» Work request
Word-for-word transcription needed. Include every entry below but no pictures.

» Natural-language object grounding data
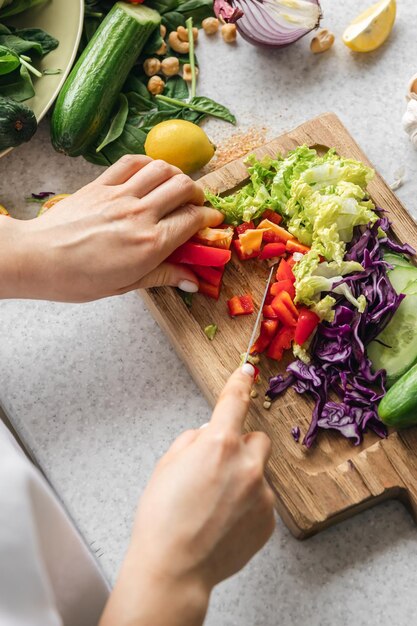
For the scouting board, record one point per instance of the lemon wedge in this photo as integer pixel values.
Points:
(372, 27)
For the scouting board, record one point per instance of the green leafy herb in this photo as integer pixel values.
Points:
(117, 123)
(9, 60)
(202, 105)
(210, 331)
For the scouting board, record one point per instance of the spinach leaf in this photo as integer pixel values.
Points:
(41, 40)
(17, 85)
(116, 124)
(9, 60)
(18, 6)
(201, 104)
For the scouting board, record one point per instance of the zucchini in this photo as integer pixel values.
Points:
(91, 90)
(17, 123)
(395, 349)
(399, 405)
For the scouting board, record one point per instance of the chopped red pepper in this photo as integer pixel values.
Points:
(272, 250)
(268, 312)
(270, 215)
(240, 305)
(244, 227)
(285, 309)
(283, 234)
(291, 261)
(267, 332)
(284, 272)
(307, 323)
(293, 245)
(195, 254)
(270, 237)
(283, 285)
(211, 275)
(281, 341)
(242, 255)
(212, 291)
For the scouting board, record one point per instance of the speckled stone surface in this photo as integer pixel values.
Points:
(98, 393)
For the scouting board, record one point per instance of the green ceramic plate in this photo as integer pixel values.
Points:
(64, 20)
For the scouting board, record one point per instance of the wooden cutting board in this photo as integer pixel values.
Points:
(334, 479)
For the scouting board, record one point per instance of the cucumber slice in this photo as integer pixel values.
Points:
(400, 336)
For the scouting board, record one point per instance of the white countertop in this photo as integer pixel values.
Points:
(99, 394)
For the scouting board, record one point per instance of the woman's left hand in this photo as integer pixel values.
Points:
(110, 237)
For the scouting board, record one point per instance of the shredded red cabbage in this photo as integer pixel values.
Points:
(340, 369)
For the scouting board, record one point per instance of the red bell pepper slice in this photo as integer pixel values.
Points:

» Written reply
For the scouting board, record one point per instance of the lemon wedge in this photo as integer pixel values.
Points:
(372, 27)
For the scouting board, record one point per instance of the green leafy herb in this photo as integer pixel values.
Points:
(117, 123)
(9, 60)
(202, 105)
(210, 331)
For the scouting board, record one point per instance of the spinach leaf in this photo as integer pixel values.
Points:
(41, 40)
(17, 85)
(116, 124)
(9, 60)
(18, 6)
(201, 104)
For the scouting board, record one point per instance of the zucchini in this photo as integer pixel values.
Points:
(91, 90)
(17, 123)
(395, 349)
(399, 405)
For the scouting board, record one point per instance of the chopped red pepper in this photo as integer pixel values.
Points:
(272, 250)
(268, 312)
(270, 215)
(240, 305)
(244, 227)
(285, 309)
(283, 234)
(291, 261)
(267, 332)
(284, 272)
(307, 323)
(293, 245)
(195, 254)
(270, 237)
(283, 285)
(211, 275)
(281, 341)
(242, 255)
(212, 291)
For the scouting board, record one point per instance of the speckled stone surface in this photo as integer pixel values.
Points:
(98, 393)
For the scouting board, record one point per instance of the green ceramic plate in this photo as integer pixel values.
Points:
(64, 20)
For the scouting board, record one point per instance of the wooden cutting board in this photo as integer pixel values.
Points:
(334, 479)
For the scouting board, record one point per instance of the cucumber slice in this photo as integer pixel values.
Points:
(400, 336)
For the scouting board, record one point per instance of the white countertop in this photo as integer pixel values.
Points:
(99, 394)
For the scouting board, record one point per instance of the woman's left hand in this photo as integer pixel values.
Points:
(110, 237)
For the scouting board, record one point per instance of the shredded red cabbage in this photo as integer pixel values.
Points:
(340, 369)
For the scouting board, record one point per instance of the red bell pepper slice in this photo as integer pixel values.
Points:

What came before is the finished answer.